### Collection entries
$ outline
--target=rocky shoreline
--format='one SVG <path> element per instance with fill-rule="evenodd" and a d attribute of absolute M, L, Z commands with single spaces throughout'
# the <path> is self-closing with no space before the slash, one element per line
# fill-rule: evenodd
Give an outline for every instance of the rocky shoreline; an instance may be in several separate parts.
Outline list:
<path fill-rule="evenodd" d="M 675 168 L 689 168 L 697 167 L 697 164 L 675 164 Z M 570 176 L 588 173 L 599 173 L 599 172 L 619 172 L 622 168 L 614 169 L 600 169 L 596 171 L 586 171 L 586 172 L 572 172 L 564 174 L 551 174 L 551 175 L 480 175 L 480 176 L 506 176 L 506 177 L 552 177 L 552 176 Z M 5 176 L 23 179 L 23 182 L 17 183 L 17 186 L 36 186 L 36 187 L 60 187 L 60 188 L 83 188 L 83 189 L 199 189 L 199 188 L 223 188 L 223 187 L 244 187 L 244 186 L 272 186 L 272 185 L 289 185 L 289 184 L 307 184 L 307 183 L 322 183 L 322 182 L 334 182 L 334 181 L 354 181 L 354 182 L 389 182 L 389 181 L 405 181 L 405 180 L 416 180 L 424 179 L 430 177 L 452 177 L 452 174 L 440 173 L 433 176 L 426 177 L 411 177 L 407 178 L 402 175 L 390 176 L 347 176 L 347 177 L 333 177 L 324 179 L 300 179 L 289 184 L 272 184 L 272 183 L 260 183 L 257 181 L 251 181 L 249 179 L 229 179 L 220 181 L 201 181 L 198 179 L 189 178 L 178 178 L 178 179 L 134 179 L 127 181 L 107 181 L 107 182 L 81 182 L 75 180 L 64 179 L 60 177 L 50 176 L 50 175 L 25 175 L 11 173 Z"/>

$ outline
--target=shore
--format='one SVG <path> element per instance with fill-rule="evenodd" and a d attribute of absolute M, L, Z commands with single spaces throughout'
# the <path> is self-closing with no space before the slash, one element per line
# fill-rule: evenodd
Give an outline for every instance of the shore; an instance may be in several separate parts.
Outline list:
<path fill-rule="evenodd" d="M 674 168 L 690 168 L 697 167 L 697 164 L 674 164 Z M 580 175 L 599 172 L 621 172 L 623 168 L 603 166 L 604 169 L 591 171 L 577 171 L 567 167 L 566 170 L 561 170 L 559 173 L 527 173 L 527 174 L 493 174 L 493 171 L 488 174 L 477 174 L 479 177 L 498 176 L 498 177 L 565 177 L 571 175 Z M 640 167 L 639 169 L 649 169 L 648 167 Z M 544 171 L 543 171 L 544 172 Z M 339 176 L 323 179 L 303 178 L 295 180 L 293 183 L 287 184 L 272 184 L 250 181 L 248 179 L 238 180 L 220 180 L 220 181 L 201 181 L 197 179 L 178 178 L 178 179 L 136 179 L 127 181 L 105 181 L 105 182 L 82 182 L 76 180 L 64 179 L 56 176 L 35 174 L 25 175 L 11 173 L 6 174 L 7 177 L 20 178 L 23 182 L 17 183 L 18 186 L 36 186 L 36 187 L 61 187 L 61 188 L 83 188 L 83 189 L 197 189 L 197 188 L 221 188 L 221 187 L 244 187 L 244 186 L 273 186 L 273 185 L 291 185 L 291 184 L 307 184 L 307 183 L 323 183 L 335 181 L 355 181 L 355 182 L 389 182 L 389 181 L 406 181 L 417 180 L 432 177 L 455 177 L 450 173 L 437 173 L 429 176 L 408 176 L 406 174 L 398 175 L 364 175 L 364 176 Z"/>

### Work instructions
Return every line of the material above that contains the word "separate", matching case exactly.

### Exercise response
Give an outline for every instance of the rocky shoreline; an instance may be in several separate parts.
Give an outline for every instance of the shore; an instance may be in several separate parts.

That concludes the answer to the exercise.